___ Entries provided

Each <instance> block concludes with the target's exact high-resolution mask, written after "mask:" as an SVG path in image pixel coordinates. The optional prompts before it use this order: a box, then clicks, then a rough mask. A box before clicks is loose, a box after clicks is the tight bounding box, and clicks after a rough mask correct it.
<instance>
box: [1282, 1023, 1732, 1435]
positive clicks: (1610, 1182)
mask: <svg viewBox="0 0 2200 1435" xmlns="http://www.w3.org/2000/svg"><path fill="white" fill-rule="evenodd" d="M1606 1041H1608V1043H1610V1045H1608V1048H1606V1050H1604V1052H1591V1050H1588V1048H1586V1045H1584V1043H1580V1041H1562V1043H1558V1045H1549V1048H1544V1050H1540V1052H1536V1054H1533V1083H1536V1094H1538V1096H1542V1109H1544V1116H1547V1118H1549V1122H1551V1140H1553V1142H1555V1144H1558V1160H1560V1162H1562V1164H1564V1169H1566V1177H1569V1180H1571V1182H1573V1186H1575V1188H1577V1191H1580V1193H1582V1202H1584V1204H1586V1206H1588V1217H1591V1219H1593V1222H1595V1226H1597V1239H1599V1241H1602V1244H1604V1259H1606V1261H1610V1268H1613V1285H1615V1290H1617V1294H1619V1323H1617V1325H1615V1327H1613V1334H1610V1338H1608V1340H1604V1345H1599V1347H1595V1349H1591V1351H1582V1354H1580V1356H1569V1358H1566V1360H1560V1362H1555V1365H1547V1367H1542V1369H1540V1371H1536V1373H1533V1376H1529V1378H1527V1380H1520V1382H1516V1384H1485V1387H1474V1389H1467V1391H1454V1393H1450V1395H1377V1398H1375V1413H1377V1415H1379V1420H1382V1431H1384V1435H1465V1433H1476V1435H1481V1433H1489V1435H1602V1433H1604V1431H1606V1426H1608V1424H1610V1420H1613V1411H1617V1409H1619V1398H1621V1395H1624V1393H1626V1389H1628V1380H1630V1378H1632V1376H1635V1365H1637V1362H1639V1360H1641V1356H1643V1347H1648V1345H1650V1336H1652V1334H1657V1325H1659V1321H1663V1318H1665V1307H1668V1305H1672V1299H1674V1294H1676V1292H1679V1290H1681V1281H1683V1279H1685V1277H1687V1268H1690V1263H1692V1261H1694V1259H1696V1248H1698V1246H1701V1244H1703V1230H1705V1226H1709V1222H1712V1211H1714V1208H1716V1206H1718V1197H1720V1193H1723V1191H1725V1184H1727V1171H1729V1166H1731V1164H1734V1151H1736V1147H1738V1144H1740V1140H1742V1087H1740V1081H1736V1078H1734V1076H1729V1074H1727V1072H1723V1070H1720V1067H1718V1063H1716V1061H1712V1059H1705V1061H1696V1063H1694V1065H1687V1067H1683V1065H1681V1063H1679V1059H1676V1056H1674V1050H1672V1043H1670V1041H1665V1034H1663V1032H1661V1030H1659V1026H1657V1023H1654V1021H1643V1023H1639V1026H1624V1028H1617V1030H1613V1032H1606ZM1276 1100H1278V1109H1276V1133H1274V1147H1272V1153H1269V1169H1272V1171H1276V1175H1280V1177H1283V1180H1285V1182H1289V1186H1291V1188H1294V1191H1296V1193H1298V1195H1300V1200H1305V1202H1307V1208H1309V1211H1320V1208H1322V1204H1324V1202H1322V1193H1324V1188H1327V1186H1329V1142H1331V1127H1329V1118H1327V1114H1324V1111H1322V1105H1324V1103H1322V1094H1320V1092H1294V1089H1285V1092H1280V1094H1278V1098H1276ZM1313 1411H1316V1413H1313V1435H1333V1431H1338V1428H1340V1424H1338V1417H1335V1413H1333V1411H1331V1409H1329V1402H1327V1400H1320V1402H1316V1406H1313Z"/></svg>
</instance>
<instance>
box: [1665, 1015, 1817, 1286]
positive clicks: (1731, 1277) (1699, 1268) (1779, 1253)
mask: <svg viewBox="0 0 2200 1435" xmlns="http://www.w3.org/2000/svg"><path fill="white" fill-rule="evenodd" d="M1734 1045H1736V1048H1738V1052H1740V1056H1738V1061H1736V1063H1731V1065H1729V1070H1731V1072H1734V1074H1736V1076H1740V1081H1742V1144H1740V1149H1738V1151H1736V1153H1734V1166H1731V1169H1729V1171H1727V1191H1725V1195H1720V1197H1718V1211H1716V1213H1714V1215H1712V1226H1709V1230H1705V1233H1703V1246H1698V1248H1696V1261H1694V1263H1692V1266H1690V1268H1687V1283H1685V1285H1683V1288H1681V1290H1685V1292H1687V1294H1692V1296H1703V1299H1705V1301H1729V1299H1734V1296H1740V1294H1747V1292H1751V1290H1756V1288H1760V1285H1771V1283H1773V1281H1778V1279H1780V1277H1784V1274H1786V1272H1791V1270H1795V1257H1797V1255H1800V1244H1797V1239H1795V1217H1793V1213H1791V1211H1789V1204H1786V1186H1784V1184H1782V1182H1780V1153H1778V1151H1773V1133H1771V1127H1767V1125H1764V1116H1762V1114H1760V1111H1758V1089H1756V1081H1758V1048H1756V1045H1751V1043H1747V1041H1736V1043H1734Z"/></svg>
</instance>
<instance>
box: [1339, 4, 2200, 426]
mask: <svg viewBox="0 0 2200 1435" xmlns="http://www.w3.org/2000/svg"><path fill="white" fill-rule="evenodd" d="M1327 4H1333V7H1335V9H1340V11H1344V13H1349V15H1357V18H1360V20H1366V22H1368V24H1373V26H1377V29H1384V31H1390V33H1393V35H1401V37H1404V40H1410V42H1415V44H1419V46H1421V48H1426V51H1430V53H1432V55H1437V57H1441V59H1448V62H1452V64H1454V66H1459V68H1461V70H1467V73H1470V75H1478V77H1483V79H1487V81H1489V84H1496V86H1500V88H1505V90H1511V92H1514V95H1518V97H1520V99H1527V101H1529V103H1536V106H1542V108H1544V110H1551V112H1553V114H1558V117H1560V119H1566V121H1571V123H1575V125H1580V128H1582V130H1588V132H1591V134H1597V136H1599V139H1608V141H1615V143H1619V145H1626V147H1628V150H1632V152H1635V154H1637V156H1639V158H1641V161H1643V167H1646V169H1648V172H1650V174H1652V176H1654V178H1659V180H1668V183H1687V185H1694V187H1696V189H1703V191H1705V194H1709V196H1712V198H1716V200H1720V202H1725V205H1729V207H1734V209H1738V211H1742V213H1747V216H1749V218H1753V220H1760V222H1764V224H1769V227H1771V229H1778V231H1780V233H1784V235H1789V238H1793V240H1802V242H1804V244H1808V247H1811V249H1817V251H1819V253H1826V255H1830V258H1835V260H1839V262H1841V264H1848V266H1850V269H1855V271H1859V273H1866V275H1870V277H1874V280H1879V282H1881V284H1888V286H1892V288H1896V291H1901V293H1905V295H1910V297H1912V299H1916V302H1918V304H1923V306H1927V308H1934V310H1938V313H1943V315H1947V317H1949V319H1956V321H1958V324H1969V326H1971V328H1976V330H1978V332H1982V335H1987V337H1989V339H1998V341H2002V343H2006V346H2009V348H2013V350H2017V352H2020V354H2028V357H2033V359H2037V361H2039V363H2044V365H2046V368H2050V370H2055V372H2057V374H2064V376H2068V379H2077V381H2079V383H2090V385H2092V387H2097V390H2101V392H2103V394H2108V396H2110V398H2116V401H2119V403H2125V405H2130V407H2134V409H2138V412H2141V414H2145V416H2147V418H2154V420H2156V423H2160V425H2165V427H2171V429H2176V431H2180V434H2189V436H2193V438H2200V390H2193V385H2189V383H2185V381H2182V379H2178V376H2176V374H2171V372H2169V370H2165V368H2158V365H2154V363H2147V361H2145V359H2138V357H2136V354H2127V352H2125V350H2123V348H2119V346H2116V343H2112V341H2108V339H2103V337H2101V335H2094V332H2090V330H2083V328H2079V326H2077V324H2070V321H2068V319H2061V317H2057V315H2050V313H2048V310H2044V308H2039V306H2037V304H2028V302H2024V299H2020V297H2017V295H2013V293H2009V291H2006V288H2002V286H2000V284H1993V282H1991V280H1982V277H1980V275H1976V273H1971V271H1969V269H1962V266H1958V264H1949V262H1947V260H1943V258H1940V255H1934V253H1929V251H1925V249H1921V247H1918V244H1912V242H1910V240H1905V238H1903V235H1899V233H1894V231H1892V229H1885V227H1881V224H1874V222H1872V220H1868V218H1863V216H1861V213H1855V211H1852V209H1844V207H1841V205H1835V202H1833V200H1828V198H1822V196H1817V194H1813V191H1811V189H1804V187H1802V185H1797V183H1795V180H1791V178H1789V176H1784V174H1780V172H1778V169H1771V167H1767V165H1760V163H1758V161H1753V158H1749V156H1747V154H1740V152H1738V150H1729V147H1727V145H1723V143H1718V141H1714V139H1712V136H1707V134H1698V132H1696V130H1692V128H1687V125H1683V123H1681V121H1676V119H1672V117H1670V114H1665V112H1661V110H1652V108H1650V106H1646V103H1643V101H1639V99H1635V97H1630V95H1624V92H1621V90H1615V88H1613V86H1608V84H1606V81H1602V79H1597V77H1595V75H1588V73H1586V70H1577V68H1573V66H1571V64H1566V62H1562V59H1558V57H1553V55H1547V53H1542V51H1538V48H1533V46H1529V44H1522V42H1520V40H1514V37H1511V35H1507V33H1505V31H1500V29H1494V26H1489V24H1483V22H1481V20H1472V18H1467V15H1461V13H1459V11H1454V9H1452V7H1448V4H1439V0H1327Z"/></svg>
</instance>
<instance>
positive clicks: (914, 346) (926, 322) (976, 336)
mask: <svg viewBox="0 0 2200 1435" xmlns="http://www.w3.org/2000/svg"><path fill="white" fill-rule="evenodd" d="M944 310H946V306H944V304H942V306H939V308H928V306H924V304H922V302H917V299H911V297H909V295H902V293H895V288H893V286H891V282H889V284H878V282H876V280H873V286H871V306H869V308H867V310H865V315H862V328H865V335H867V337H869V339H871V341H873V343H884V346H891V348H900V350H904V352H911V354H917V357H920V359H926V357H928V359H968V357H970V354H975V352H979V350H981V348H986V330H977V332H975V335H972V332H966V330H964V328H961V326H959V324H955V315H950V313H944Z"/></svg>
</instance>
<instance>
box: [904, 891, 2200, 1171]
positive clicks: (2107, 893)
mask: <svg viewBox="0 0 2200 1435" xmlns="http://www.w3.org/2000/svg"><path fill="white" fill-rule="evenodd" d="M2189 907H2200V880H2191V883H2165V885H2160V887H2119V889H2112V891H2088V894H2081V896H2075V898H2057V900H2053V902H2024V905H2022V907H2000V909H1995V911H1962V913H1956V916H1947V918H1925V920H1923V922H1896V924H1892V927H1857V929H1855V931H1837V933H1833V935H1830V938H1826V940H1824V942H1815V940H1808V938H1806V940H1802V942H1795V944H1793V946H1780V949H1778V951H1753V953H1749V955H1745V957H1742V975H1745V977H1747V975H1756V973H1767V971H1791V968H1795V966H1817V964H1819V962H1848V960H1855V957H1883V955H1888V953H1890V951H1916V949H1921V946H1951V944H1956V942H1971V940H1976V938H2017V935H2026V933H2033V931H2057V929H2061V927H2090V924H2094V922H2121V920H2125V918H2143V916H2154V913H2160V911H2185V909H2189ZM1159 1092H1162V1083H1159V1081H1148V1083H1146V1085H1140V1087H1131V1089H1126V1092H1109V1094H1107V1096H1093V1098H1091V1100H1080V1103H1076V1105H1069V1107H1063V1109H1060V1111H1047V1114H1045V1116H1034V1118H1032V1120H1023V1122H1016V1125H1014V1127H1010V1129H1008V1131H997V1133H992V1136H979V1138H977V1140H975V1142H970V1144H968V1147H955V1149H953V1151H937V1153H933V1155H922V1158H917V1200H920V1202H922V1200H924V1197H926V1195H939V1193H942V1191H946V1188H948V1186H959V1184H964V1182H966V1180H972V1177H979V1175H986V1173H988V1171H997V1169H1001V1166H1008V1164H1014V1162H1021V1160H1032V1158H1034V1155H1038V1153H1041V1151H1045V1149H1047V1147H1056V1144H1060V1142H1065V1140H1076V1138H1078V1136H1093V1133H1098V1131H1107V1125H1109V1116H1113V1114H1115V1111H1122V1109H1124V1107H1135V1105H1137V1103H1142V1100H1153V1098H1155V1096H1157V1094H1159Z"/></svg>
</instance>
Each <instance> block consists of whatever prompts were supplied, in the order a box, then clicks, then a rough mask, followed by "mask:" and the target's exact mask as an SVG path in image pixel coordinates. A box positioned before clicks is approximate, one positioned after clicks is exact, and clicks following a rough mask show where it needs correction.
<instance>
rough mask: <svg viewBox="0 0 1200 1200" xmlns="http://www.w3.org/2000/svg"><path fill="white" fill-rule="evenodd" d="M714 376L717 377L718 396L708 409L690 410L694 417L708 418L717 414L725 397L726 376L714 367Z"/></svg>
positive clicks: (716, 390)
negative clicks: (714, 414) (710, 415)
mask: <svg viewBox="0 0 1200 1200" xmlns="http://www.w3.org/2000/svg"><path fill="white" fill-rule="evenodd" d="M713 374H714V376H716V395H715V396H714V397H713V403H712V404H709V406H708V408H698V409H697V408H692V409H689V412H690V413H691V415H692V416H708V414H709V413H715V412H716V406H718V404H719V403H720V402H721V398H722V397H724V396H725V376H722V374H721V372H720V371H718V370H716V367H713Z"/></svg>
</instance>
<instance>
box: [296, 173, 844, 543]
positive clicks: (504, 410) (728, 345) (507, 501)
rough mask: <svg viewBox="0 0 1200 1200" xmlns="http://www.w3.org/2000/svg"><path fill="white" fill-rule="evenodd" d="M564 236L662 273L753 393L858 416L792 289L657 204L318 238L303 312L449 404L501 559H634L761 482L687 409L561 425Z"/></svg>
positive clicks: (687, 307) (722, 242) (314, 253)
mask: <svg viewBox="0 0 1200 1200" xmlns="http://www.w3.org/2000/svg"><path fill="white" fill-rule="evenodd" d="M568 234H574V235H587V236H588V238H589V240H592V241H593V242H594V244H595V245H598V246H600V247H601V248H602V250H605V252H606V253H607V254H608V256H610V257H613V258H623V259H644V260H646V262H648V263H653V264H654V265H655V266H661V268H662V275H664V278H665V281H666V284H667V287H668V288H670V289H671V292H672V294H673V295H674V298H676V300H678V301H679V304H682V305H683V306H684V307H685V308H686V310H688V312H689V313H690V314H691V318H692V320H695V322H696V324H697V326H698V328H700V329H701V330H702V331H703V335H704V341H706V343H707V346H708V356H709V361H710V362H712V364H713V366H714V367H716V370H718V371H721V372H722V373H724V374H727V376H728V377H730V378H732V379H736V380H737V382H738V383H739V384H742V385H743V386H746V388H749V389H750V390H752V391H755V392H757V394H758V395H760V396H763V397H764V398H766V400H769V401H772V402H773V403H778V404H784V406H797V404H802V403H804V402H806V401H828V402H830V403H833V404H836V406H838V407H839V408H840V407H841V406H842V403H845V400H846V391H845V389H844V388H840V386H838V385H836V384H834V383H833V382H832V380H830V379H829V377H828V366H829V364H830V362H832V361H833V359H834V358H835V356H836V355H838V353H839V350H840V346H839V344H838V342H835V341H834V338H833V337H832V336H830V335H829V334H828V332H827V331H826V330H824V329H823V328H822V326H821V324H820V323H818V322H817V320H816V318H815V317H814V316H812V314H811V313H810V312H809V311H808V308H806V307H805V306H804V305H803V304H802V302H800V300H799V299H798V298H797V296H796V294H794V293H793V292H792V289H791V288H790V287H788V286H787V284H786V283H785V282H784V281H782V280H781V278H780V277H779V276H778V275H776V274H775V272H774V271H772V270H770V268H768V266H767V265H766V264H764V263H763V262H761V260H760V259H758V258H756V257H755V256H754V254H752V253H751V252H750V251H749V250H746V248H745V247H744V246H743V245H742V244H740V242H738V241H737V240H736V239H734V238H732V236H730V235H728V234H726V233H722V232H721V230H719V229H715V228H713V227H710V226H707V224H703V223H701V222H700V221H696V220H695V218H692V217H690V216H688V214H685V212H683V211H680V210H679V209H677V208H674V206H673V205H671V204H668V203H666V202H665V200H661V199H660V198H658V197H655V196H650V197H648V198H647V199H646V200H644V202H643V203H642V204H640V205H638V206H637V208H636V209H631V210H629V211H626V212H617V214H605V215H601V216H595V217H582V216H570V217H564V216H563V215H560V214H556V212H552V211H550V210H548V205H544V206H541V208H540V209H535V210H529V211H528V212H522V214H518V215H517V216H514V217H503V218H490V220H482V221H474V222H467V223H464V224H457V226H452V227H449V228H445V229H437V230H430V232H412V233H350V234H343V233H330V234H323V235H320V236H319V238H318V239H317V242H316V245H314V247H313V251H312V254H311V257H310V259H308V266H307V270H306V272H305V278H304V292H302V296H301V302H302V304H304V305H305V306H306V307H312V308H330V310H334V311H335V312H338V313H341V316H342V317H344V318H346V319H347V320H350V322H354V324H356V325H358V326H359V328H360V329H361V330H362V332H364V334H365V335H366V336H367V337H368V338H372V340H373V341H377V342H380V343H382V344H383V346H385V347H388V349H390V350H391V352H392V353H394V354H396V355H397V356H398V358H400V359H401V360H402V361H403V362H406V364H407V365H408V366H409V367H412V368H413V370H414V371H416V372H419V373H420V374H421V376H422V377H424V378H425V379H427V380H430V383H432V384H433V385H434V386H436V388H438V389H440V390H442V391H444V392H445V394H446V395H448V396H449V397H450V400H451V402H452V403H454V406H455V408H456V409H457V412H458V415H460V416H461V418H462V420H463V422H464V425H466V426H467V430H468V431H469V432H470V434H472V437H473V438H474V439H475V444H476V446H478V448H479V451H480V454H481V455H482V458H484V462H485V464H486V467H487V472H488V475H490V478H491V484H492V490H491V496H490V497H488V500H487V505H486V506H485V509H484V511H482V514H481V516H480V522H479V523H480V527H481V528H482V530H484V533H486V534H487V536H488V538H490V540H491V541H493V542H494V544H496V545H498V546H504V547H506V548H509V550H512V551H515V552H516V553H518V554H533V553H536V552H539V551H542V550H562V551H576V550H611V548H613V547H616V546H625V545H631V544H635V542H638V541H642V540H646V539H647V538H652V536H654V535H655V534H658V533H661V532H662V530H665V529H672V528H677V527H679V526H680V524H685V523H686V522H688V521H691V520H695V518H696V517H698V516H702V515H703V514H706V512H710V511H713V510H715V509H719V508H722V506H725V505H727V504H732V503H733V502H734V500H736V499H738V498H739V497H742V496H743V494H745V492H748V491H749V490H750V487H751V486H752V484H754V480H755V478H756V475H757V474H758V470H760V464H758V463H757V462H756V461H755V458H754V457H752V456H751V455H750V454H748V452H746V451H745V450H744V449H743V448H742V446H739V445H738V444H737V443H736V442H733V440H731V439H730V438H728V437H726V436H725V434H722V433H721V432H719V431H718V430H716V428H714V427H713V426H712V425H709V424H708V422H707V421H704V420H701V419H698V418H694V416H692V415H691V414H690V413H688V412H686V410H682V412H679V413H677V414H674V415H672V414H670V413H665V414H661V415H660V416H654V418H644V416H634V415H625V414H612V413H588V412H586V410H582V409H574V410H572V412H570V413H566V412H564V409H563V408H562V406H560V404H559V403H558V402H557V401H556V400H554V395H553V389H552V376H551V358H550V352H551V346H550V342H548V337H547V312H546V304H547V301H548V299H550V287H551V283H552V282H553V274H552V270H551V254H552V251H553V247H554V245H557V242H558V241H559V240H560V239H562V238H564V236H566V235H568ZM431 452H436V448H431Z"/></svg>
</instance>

______

● **Task**:
Of all the entries above, repeat only the lines from the line that has "Each <instance> block consists" to the line that has "positive clicks: (716, 390)", both lines included, exactly.

● **Answer to this task**:
Each <instance> block consists of whatever prompts were supplied, in the order a box, then clicks, then a rough mask, followed by "mask:" and the target's exact mask as an SVG path in image pixel coordinates. A box positioned before clicks is approximate, one positioned after clicks is exact, and clicks following a rough mask show where it needs correction.
<instance>
rough mask: <svg viewBox="0 0 1200 1200" xmlns="http://www.w3.org/2000/svg"><path fill="white" fill-rule="evenodd" d="M714 376L717 377L718 396L708 409L690 410L694 417L708 418L717 414L725 397L726 376L714 367Z"/></svg>
positive clicks: (716, 390)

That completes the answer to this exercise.